» TUGAS
• 1. Jawab pertanyaan berikut berdasarkan kutipan tentang persaudaraan dan hubungan manusia.
(a) Apa nama hak untuk mengolah sumber daya alam bagi kemakmuran makhluk hidup?
(b) Nilai apa yang disebut sebagai elemen terpenting demokrasi?
(c) Sistem pemerintahan seperti apa yang dibutuhkan untuk mengatur kehidupan dalam negara yang plural?
• 2. Sebutkan semua baris daftar yang mengandung kata "wheel" dan salin baris-baris itu utuh. Huruf besar dan huruf kecil dibedakan.

» KUTIPAN YANG DIBERIKAN
★ ★ ★ ★ ★ ★ ★

Manusia hidup di dunia ini juga tidak sendirian tetapi dalam sebuah komunitas bernama masyarakat dan negara. Dalam hidup yang demikian, kesadaran keimanan memegang peranan penting untuk menentukan cara kita memandang hidup dan memberi makna padanya. Maka yang diperlukan pertama kali adalah bagaimana kita membina kerukunan dengan sesama Umat Islam (ukhuwah Islamiyyah) untuk membangun persaudaraan yang kekal hingga hari akhir nanti (Q.S. al-Hujurat: 11)
Namun kita hidup dalam sebuah negara yang plural dan beraneka ragam. Di Indonesia ini kita hidup bersama umat Kristen, Hindu, Budha, aliran kepercayaan, dan kelompok keyakinan lainnya. Belum lagi bahwa kita pun berbeda-beda suku, bahasa, adat istiadat, dan ras. Maka juga diperlukan kesadaran kebangsaan yang mempersatukan kita bersama dalam sebuah kesatuan cita-cita menuju kemanusiaan yang adil dan beradab (ukhuwah wathaniyah). Keadilan inilah yang harus kita perjuangkan (Q.S. al-Maidah: 8). Dan untuk mengatur itu semua dibutuhkan sistem pemerintahan yang representatif dan mampu melaksanakan kehendak dan kepentingan rakyat dengan jujur dan amanah. Pemimpin yang sesuai dengan nilai ini, peraturannya harus kita taati selama tidak bertentangan dengan perintah agama (Q.S. al-Nisa: 58) Dan untuk pelaksanaannya kita harus selalu menjunjung tinggi nilai musyawarah yang merupakan elemen terpenting demokrasi (Q.S. Ali Imran: 199).
Namun itu saja belum cukup. Kita hidup di dunia ini berdampingan dan selalu berhubungan dengan negara-negara tetangga. Maka kita juga harus memperhatikan adanya nilai-nilai humanisme universal (ukhuwah bAsy’ariyah), yang mengikat seluruh umat manusia dalam satu ikatan kokoh bernama keadilan. Meskipun kita berbeda keyakinan dan bangsa, tidak dibenarkan kita bertindak sewenang-wenang dan menyakiti sesama. Biarkan mereka dengan keyakinan mereka selama mereka tidak mengganggu keyakinan kita (Q.S. al-Kafirun: 1-6). Persaudaraan kekal inilah sebagai perwujudan dari posisi manusia sebagai khalifah yang wajib memperjuangkan keadilan dan kesejahteraan bumi manusia ini.
c. Hablun min al-alam (Hubungan manusia dengan alam)
Manusia yang diberi anugerah cipta, rasa, dan karsa, yang merupakan syarat sahnya sebagai khalifah diberi wewenang dan hak untuk memanfaatkan alam bagi kebutuhan hidupnya. Namun pemanfaatan ini tidak boleh berlebih-lebihan apalagi merusak ekosistem. Hak ini dinamakan sebagai hak isti’mar, yaitu hak untuk mengolah sumber daya alam untuk kemakmuran makhluk hidup tetapi pengelolaan itu harus didasarkan pada rasa tanggung jawab: tanggung jawab kepada kemanusiaan, karena rusaknya alam akan berakibat bencana dan malapetaka bagi kahidupan kita semua, begitu pula tanggung jawab kepada Tuhan yang telah memberikan hak dan tanggung jawab itu. (Q.S. Hud: 61)

★ ★ ★ ★ ★ ★ ★

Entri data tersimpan

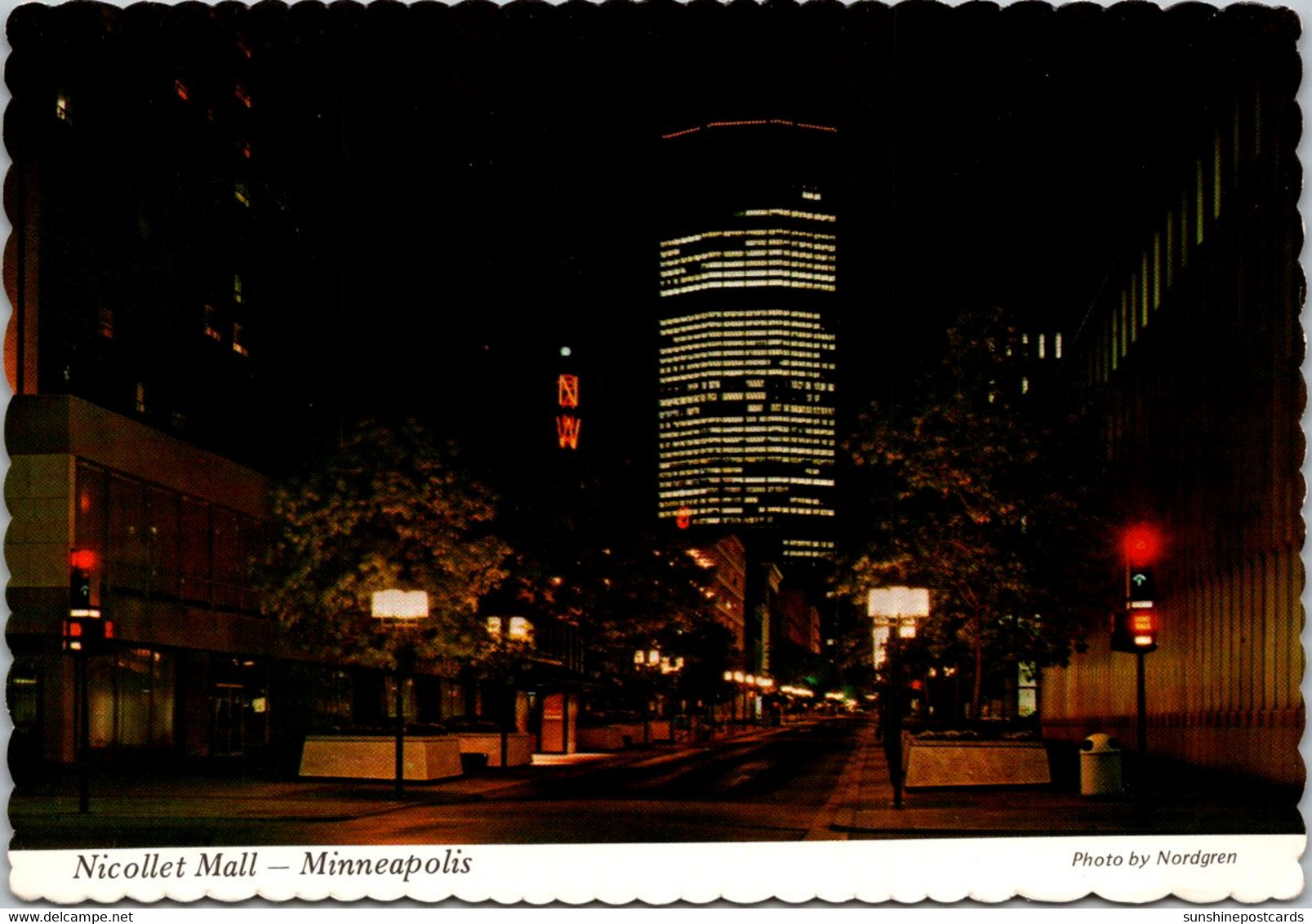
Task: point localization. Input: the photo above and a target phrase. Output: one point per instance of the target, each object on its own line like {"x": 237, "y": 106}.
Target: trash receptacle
{"x": 1100, "y": 766}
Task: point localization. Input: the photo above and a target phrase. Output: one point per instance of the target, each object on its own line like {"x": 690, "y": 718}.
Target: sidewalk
{"x": 1177, "y": 801}
{"x": 1180, "y": 801}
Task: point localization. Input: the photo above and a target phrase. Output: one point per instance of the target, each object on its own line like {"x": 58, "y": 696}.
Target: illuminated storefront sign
{"x": 567, "y": 424}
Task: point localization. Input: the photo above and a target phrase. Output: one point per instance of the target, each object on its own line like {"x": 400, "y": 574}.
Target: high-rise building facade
{"x": 747, "y": 360}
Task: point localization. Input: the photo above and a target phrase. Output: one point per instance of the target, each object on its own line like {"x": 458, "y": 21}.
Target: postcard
{"x": 654, "y": 451}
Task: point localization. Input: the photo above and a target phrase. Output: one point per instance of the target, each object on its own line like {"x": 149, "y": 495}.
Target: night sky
{"x": 466, "y": 189}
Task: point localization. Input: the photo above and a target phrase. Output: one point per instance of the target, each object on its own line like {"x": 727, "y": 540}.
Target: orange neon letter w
{"x": 567, "y": 431}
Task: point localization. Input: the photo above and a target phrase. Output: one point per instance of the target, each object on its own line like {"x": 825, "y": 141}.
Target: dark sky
{"x": 466, "y": 189}
{"x": 500, "y": 168}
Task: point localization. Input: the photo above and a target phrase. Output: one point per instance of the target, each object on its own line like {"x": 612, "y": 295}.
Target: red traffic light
{"x": 1141, "y": 545}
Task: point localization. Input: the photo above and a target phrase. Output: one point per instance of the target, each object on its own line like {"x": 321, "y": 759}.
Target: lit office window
{"x": 211, "y": 323}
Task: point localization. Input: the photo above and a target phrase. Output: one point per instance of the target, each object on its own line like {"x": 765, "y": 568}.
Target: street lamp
{"x": 400, "y": 608}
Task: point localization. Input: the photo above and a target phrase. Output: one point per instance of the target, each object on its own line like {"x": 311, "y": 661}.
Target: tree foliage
{"x": 390, "y": 509}
{"x": 987, "y": 496}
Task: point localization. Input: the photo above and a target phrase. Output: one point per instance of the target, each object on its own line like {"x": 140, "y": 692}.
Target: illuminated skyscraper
{"x": 748, "y": 276}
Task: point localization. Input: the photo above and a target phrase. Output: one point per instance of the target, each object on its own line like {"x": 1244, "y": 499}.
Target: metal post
{"x": 1141, "y": 695}
{"x": 83, "y": 734}
{"x": 400, "y": 734}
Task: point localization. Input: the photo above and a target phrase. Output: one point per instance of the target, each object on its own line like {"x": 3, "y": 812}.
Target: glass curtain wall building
{"x": 747, "y": 358}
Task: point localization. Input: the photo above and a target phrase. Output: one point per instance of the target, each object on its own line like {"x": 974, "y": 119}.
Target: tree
{"x": 389, "y": 509}
{"x": 987, "y": 499}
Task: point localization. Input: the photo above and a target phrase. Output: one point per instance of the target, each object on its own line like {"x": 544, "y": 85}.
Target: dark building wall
{"x": 1195, "y": 352}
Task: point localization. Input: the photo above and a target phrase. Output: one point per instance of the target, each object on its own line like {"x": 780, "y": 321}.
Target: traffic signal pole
{"x": 83, "y": 734}
{"x": 1141, "y": 696}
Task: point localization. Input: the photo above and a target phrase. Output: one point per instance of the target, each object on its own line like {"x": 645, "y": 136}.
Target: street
{"x": 764, "y": 789}
{"x": 767, "y": 785}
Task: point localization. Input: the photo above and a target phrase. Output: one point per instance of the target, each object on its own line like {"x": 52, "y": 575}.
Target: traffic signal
{"x": 1141, "y": 587}
{"x": 86, "y": 629}
{"x": 1135, "y": 630}
{"x": 79, "y": 579}
{"x": 1141, "y": 545}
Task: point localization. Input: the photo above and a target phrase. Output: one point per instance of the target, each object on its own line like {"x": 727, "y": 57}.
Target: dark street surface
{"x": 824, "y": 780}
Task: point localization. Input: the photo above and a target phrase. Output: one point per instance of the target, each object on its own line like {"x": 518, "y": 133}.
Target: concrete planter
{"x": 953, "y": 763}
{"x": 518, "y": 746}
{"x": 601, "y": 738}
{"x": 374, "y": 757}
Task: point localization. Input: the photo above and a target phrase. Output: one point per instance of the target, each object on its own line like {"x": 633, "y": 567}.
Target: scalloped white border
{"x": 1052, "y": 869}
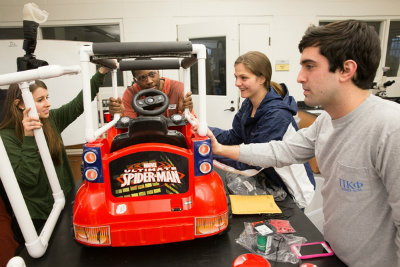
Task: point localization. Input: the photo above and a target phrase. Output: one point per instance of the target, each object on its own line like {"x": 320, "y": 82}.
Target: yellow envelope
{"x": 253, "y": 204}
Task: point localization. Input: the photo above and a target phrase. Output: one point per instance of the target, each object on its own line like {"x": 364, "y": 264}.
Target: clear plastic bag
{"x": 277, "y": 248}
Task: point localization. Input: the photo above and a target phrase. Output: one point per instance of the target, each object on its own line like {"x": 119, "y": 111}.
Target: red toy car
{"x": 150, "y": 181}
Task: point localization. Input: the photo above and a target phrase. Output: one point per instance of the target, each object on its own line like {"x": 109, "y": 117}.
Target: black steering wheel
{"x": 153, "y": 98}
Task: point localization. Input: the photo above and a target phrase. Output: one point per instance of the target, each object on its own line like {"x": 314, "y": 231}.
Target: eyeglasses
{"x": 143, "y": 78}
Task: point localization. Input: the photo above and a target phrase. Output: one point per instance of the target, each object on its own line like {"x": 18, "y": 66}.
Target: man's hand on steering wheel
{"x": 186, "y": 102}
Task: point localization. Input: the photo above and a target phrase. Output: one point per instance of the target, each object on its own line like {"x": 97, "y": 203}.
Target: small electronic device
{"x": 311, "y": 250}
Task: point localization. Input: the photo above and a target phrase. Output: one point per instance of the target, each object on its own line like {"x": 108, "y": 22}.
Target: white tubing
{"x": 44, "y": 72}
{"x": 200, "y": 50}
{"x": 32, "y": 12}
{"x": 85, "y": 53}
{"x": 186, "y": 79}
{"x": 16, "y": 261}
{"x": 103, "y": 129}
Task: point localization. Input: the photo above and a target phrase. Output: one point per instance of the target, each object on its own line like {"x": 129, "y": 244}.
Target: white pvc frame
{"x": 35, "y": 245}
{"x": 93, "y": 132}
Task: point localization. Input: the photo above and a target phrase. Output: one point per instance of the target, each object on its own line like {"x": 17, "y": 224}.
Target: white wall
{"x": 153, "y": 20}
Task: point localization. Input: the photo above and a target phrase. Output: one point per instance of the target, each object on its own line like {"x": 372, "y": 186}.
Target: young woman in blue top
{"x": 265, "y": 114}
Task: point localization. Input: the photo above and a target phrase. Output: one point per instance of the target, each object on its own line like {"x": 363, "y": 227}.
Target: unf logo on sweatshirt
{"x": 350, "y": 186}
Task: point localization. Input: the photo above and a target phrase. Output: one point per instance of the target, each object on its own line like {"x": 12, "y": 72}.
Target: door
{"x": 221, "y": 40}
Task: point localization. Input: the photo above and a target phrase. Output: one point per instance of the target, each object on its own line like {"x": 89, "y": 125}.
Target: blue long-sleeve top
{"x": 270, "y": 122}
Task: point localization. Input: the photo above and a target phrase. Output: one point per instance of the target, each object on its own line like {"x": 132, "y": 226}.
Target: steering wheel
{"x": 153, "y": 98}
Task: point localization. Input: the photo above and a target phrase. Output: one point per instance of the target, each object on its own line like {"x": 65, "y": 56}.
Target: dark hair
{"x": 13, "y": 119}
{"x": 258, "y": 64}
{"x": 344, "y": 40}
{"x": 139, "y": 59}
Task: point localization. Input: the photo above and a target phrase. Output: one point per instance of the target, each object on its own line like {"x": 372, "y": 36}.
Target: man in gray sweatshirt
{"x": 356, "y": 143}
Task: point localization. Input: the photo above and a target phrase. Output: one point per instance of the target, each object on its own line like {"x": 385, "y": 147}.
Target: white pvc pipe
{"x": 85, "y": 53}
{"x": 103, "y": 129}
{"x": 200, "y": 50}
{"x": 44, "y": 72}
{"x": 186, "y": 84}
{"x": 92, "y": 132}
{"x": 16, "y": 261}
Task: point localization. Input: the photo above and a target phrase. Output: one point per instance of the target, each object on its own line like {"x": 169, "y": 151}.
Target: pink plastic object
{"x": 308, "y": 265}
{"x": 250, "y": 260}
{"x": 296, "y": 250}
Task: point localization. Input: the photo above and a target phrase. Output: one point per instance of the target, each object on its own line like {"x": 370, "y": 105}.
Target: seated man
{"x": 147, "y": 79}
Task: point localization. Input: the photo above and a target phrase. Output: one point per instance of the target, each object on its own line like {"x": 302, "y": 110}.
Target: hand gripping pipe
{"x": 92, "y": 132}
{"x": 36, "y": 245}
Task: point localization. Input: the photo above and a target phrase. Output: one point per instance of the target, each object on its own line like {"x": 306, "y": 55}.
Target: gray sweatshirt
{"x": 358, "y": 155}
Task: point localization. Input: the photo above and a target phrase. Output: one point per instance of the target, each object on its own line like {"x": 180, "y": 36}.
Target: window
{"x": 215, "y": 66}
{"x": 393, "y": 49}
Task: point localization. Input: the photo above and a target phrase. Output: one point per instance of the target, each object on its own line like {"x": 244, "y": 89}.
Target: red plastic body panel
{"x": 147, "y": 220}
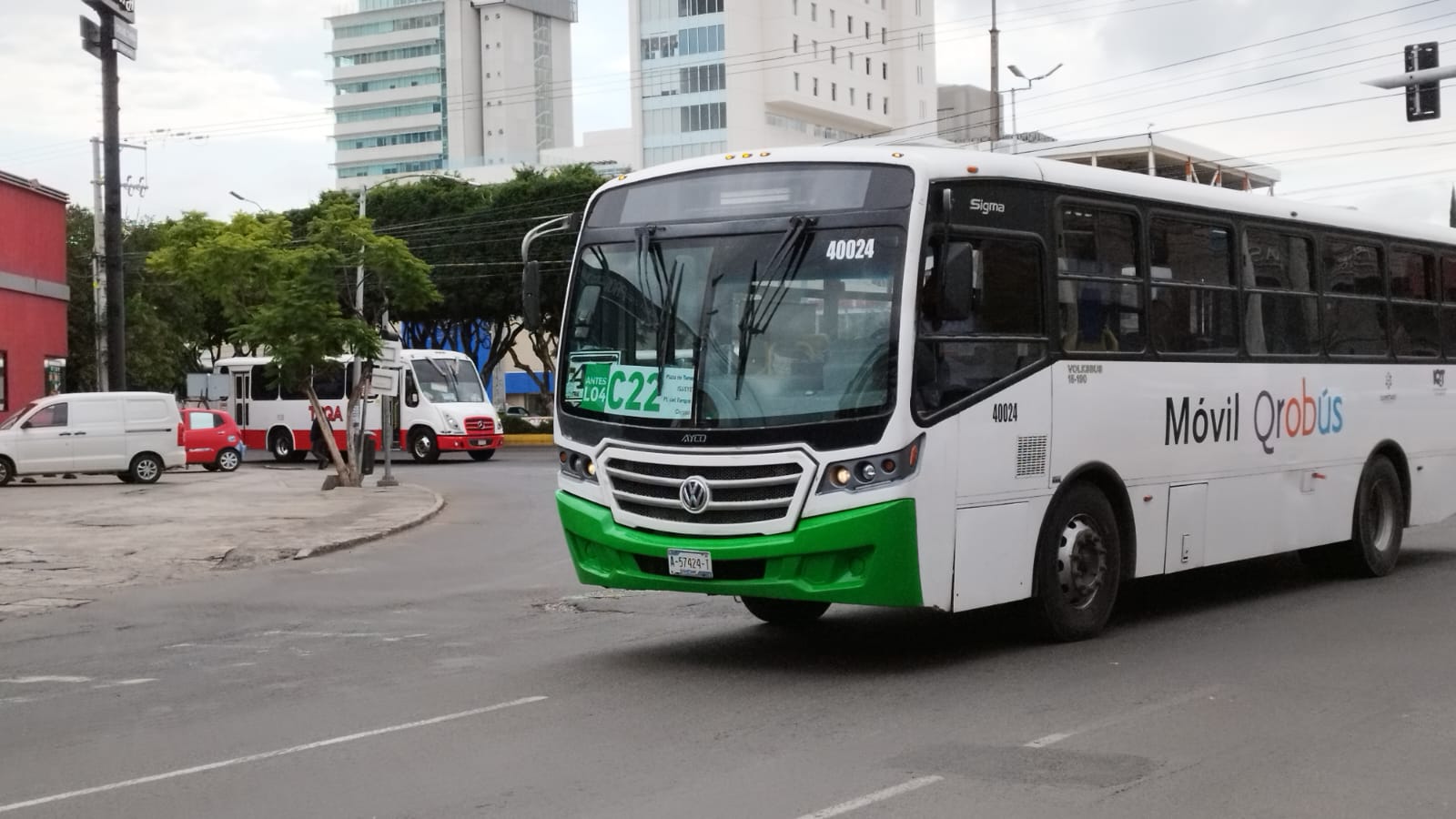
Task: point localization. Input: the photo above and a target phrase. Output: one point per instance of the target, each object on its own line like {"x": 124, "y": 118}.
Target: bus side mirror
{"x": 956, "y": 283}
{"x": 531, "y": 296}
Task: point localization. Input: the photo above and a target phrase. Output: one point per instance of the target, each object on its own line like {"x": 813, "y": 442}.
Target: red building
{"x": 34, "y": 293}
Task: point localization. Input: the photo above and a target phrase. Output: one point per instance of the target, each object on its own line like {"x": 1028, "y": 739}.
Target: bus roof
{"x": 407, "y": 354}
{"x": 941, "y": 162}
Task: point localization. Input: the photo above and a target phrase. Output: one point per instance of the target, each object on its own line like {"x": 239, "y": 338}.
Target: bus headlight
{"x": 874, "y": 471}
{"x": 577, "y": 465}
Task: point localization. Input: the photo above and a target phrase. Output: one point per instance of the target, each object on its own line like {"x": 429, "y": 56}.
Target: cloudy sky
{"x": 230, "y": 96}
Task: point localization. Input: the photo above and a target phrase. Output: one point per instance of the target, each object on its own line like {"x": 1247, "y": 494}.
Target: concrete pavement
{"x": 405, "y": 680}
{"x": 66, "y": 542}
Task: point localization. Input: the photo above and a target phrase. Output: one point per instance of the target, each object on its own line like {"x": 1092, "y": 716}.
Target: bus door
{"x": 242, "y": 397}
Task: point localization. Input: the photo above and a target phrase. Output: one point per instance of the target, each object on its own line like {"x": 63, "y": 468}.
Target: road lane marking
{"x": 1123, "y": 717}
{"x": 873, "y": 797}
{"x": 267, "y": 755}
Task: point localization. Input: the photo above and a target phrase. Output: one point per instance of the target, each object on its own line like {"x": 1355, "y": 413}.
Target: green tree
{"x": 160, "y": 317}
{"x": 293, "y": 298}
{"x": 472, "y": 238}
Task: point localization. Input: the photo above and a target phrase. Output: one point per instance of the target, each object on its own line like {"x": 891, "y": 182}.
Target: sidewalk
{"x": 66, "y": 542}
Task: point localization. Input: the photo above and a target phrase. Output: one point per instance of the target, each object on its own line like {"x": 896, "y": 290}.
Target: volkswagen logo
{"x": 695, "y": 494}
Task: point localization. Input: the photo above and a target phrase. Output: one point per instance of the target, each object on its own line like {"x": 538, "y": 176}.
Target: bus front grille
{"x": 739, "y": 493}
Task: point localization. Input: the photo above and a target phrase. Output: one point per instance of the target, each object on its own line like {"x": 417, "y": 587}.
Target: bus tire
{"x": 1378, "y": 522}
{"x": 1079, "y": 564}
{"x": 785, "y": 612}
{"x": 280, "y": 443}
{"x": 422, "y": 446}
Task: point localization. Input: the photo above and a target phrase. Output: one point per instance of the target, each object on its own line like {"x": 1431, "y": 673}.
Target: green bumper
{"x": 864, "y": 555}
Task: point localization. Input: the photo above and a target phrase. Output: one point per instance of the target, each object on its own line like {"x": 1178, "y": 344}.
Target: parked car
{"x": 131, "y": 435}
{"x": 213, "y": 440}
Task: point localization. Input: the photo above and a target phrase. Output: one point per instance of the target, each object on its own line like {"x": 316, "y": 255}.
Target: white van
{"x": 130, "y": 435}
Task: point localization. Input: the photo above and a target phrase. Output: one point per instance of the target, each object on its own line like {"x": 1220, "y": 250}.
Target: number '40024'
{"x": 851, "y": 249}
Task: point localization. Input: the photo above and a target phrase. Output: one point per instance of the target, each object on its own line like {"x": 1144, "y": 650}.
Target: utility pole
{"x": 98, "y": 266}
{"x": 113, "y": 35}
{"x": 995, "y": 79}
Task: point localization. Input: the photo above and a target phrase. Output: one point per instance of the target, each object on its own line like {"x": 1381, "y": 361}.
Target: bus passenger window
{"x": 1280, "y": 309}
{"x": 1099, "y": 290}
{"x": 980, "y": 319}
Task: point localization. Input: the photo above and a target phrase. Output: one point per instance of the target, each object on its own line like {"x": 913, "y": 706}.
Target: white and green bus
{"x": 924, "y": 376}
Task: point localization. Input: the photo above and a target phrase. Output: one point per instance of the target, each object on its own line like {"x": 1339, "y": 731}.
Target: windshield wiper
{"x": 781, "y": 270}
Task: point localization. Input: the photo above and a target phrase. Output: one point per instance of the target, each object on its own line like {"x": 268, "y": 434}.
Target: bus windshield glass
{"x": 449, "y": 380}
{"x": 734, "y": 329}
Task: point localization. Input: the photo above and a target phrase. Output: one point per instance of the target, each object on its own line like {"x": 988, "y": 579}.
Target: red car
{"x": 213, "y": 440}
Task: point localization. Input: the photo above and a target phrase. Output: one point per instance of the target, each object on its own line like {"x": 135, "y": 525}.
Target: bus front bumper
{"x": 468, "y": 442}
{"x": 863, "y": 555}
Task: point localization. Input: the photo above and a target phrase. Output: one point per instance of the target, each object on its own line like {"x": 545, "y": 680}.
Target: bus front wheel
{"x": 1079, "y": 564}
{"x": 785, "y": 612}
{"x": 1376, "y": 530}
{"x": 422, "y": 446}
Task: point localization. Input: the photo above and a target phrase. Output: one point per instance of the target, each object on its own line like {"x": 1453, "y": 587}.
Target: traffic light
{"x": 1423, "y": 101}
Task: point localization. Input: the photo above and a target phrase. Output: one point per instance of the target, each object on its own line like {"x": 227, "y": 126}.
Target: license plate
{"x": 688, "y": 562}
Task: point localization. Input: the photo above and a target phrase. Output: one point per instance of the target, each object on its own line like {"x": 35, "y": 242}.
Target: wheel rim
{"x": 147, "y": 470}
{"x": 1081, "y": 561}
{"x": 1378, "y": 522}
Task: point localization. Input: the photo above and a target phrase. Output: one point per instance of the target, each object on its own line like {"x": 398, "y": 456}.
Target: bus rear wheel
{"x": 785, "y": 612}
{"x": 1079, "y": 564}
{"x": 281, "y": 445}
{"x": 422, "y": 446}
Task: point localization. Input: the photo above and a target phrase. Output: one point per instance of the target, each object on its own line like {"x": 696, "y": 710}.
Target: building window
{"x": 703, "y": 77}
{"x": 703, "y": 116}
{"x": 691, "y": 7}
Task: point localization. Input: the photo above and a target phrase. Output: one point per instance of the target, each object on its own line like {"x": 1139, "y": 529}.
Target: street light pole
{"x": 1016, "y": 135}
{"x": 237, "y": 196}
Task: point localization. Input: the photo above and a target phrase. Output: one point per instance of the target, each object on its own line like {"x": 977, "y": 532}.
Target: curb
{"x": 360, "y": 540}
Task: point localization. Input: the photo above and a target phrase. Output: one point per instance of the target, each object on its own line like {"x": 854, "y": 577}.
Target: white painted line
{"x": 264, "y": 755}
{"x": 873, "y": 797}
{"x": 1127, "y": 716}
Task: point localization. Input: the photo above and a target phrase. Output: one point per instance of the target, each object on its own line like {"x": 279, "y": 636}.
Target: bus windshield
{"x": 734, "y": 329}
{"x": 449, "y": 380}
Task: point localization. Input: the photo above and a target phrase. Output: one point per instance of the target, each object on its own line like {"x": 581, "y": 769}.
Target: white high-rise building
{"x": 735, "y": 75}
{"x": 465, "y": 85}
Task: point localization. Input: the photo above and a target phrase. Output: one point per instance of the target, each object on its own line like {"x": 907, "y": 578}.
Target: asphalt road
{"x": 460, "y": 671}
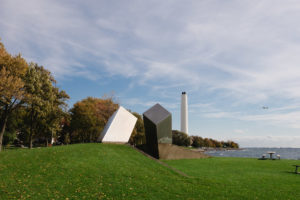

★ ★ ★ ★ ★ ★ ★

» JAWABAN PER TUGAS
• 1.
(a) Hak isti'mar.
(b) Musyawarah.
(c) Sistem pemerintahan yang representatif dan mampu melaksanakan kehendak dan kepentingan rakyat dengan jujur dan amanah.

• 2.
Target: black steering wheel
Target: man's hand on steering wheel
Target: steering wheel
Target: bus front wheel
Target: wheel rim
Target: bus rear wheel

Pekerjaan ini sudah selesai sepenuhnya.